## Yang Perlu Dikerjakan
A) Dalam artikel opini tentang organisasi profesi setelah UU No. 17 Tahun 2023, kewajiban apa yang dihapuskan setelah undang-undang itu berlaku?
B) Salin tanpa perubahan sebagian artikel opini tentang organisasi profesi, mulai dari "Perubahan ini menimbulkan" dan berakhir pada "profesi bersifat wajib.".
C) Teruskan artikel opini tentang organisasi profesi setelah UU Kesehatan 2023, dimulai sesudah kalimat terakhir yang tampak.

## Blok Teks
Organisasi Profesi Pasca UU No. 17 Tahun 2023: Membangun Rumah Besar yang Nyaman dan Bermakna bagi Anggota

Breaking News
- Advertisement -

 

Oleh : Anton Christanto Dewan Pertimbangan Pengurus Perhati-KL cabang Solo 2025-2028

Era Baru Organisasi Profesi

Mudanrws.com OPINI – Undang-Undang Nomor 17 Tahun 2023 tentang Kesehatan merupakan tonggak sejarah baru dalam perjalanan sistem kesehatan di Indonesia. Salah satu dampak paling besar dan langsung terasa adalah pergeseran paradigma dalam posisi dan fungsi organisasi profesi — khususnya profesi dokter, perawat, bidan, dan tenaga kesehatan lainnya.

Selama hampir lima dekade terakhir, organisasi profesi seperti Ikatan Dokter Indonesia (IDI) dan Perhimpunan Dokter Spesialis (misalnya PERHATI-KL) memegang peranan strategis dan dominan. Organisasi ini menjadi pusat identitas, pengawasan etik, pembinaan keilmuan, hingga pelindung martabat profesi dokter di Indonesia.

Namun, setelah berlakunya UU No. 17 Tahun 2023, kewajiban menjadi anggota organisasi profesi dihapuskan.
Status organisasi profesi berubah: dari lembaga quasi-regulator (yang memiliki kewenangan fungsional dan etik) menjadi organisasi kemasyarakatan (ormas) yang kedudukannya sejajar dengan organisasi lain di luar pemerintah.

Perubahan ini menimbulkan shock system di kalangan tenaga medis.
Sebagian menyambut dengan semangat reformasi, sebagian lain merasa kehilangan arah dan khawatir bahwa semangat profesi akan melemah.

Namun di balik kekhawatiran itu, ada peluang besar:
momentum ini justru menjadi saat terbaik bagi organisasi profesi untuk menata ulang dirinya — bukan sekadar sebagai “pengatur profesi”, tetapi sebagai rumah besar yang benar-benar dibutuhkan dan dicintai anggotanya.

Hilangnya Kewajiban, Munculnya Tantangan Loyalitas

Sebelum berlakunya UU Kesehatan 2023, keanggotaan organisasi profesi bersifat wajib.
Seorang dokter tidak dapat memperoleh surat tanda registrasi (STR) atau izin praktik (SIP) tanpa keanggotaan aktif di IDI dan perhimpunan spesialis terkait.

Kini, dengan sistem baru, keanggotaan menjadi pilihan sukarela.
Secara hukum, seorang dokter dapat memperoleh STR dan SIP tanpa harus menjadi anggota IDI atau PERHATI-KL.

Dampak praktisnya mulai terlihat:

Banyak dokter muda (fresh graduate) yang tidak lagi mendaftar menjadi anggota IDI.

## Cuplikan Baris Data
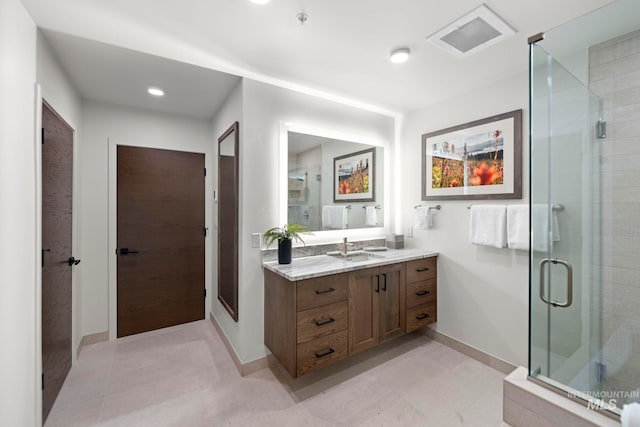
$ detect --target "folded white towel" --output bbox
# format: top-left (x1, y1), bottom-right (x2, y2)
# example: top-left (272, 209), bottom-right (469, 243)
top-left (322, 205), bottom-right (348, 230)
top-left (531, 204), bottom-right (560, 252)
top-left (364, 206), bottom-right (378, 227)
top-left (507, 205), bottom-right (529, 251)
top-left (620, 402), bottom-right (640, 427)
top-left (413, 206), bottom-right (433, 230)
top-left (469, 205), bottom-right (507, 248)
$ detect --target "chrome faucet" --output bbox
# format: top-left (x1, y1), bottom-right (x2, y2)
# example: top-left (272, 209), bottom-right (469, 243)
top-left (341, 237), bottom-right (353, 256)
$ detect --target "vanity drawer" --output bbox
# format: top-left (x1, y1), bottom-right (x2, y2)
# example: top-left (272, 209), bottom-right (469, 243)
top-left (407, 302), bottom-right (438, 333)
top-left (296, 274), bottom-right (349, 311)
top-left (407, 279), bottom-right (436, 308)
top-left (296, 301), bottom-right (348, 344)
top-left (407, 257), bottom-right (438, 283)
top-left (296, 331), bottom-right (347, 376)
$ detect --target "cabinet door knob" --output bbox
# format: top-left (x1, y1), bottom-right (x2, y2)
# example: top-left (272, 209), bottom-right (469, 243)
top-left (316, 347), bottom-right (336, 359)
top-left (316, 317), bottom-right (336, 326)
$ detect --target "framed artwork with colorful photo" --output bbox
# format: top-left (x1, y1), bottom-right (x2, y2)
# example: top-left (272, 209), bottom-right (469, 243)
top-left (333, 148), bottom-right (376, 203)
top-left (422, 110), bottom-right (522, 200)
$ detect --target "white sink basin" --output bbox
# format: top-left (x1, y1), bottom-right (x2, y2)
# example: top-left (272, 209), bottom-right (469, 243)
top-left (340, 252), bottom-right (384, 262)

## Sebagai Tanggapan
A) Kewajiban menjadi anggota organisasi profesi dihapuskan.

B)
Perubahan ini menimbulkan shock system di kalangan tenaga medis.
Sebagian menyambut dengan semangat reformasi, sebagian lain merasa kehilangan arah dan khawatir bahwa semangat profesi akan melemah.

Namun di balik kekhawatiran itu, ada peluang besar:
momentum ini justru menjadi saat terbaik bagi organisasi profesi untuk menata ulang dirinya — bukan sekadar sebagai “pengatur profesi”, tetapi sebagai rumah besar yang benar-benar dibutuhkan dan dicintai anggotanya.

Hilangnya Kewajiban, Munculnya Tantangan Loyalitas

Sebelum berlakunya UU Kesehatan 2023, keanggotaan organisasi profesi bersifat wajib.

C)
Sebagian anggota lama menjadi pasif, tidak lagi membayar iuran, atau merasa tidak perlu mengikuti kegiatan organisasi

* Di tingkat spesialis, muncul tren baru: dokter THT–BKL lulusan baru mulai tidak mendaftar di PERHATI-KL, karena merasa tidak ada keharusan administratif untuk itu.

Kondisi ini menandai menurunnya ikatan emosional dan fungsional antara organisasi dan anggotanya.
Jika fenomena ini terus dibiarkan, organisasi profesi akan kehilangan basis sosialnya. Ia akan menjadi “menara gading” — besar secara struktur, tetapi kosong secara makna.

Erosi Kewenangan Organisasi Profesi

Dampak kedua dari UU No. 17 Tahun 2023 adalah berkurangnya kewenangan fungsional organisasi profesi.
Sebelumnya, organisasi profesi memiliki tiga fungsi utama:
1. Pembinaan kompetensi (melalui pendidikan berkelanjutan dan sertifikasi),
2. Penegakan etika dan disiplin profesi,
3. Perlindungan dan advokasi anggota.

Namun kini, fungsi-fungsi tersebut diambil alih atau dipersempit oleh Pemerintah dan lembaga yang dibentuk berdasarkan UU.
Contohnya :

* Penegakan disiplin dokter dilakukan oleh Majelis Disiplin Profesi (MDP) di bawah koordinasi Pemerintah.

* Sertifikasi kompetensi dilakukan oleh Konsil Kedokteran Indonesia (KKI) dengan mekanisme yang tidak lagi sepenuhnya berada di bawah organisasi profesi.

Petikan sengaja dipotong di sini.